STATED EXERCISE: Copy everything in the joke below from "# Friday Joke" down to "at the house?", word for word.

# Friday Joke



## Sasha and Abby (May 11, 2004)

Old Seth goes to the doctor to see about his erection problems. "I'll be
ridin' the tractor on the south 20," Seth told the Doc, "and the warm
sun and the tractor vibratin' gets it up! But by the time I can get back
to the house and Maw gets ready, it's down--and I can't get it back up.
Can you give me somethin' to help keep it up?" The doc says no, "I
can't. Age carries its price. But--perhaps some signal could be arranged
and maw would be prepared as you arrive at the house?
Maybe Maw could even meet you halfway.
"A great idea!" says Seth. "There's a little grove about halfway to the
house from where I'm plowin'. Me and Maw used to have sex there when we
were younger! It'd be a great spot. I'll carry my shotgun and when it's all up
and hard, I'll fire it and she'll get there same time as I do.

DATASET CONTENT:
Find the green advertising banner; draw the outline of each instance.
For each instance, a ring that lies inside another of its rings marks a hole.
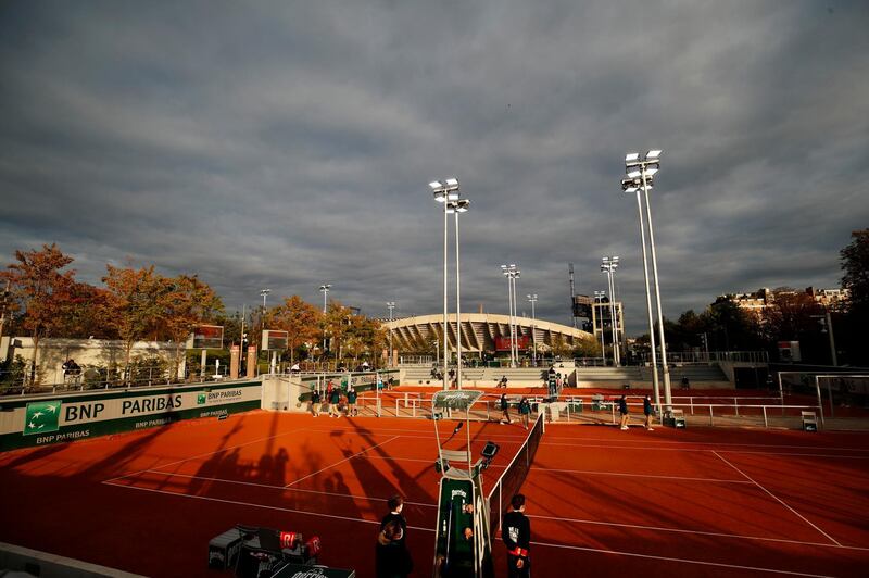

...

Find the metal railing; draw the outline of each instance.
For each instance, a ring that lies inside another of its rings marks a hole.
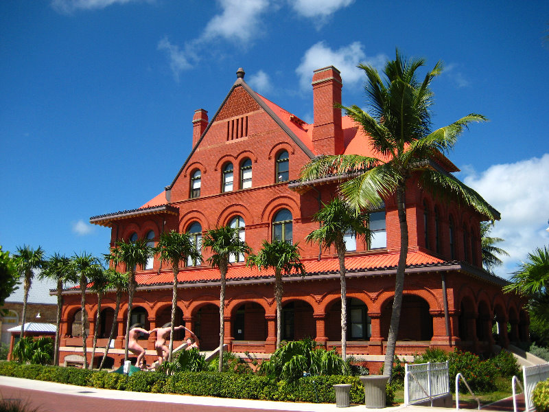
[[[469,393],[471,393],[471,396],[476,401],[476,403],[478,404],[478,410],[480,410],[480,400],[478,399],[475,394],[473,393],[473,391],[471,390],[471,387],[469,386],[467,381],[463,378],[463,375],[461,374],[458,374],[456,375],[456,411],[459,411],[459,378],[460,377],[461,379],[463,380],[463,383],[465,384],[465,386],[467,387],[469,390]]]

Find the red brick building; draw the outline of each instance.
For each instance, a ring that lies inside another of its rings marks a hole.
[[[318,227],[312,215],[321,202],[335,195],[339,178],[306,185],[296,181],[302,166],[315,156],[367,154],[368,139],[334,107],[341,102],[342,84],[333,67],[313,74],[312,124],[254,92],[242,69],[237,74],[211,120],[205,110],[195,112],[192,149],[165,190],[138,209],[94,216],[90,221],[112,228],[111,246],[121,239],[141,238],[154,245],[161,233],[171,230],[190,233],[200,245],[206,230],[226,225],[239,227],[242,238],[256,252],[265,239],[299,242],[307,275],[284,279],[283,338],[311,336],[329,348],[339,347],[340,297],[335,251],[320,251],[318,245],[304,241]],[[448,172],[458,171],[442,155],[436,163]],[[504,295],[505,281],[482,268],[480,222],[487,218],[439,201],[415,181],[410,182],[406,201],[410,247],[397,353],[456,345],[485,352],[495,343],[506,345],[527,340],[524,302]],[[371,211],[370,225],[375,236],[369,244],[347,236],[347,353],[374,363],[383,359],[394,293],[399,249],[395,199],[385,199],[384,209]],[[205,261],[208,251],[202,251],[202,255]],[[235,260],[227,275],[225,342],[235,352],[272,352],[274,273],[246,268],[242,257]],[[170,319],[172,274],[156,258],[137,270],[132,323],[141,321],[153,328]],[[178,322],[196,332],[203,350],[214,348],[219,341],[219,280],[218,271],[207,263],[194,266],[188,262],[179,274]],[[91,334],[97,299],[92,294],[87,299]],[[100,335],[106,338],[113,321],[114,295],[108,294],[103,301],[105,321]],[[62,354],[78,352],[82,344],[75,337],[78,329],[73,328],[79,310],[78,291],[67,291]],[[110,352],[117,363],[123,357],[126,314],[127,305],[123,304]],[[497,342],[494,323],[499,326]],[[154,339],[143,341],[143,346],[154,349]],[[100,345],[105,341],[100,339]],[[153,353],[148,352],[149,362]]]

RESULT OF THE TASK:
# Friday Joke



## Sasha and Abby (May 11, 2004)

Old Seth goes to the doctor to see about his erection problems. "I'll be
ridin' the tractor on the south 20," Seth told the Doc, "and the warm
sun and the tractor vibratin' gets it up! But by the time I can get back
to the house and Maw gets ready, it's down--and I can't get it back up.
Can you give me somethin' to help keep it up?" The doc says no, "I
can't. Age carries its price. But--perhaps some signal could be arranged
and maw would be prepared as you arrive at the house?